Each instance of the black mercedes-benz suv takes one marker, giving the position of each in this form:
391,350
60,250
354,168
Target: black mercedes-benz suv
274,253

____

WRITTEN PROBLEM: Quote the material above word for word.

FINISHED TASK:
Each instance of the black mercedes-benz suv takes one marker, giving the position of each in this form:
391,350
60,250
354,168
Target: black mercedes-benz suv
274,253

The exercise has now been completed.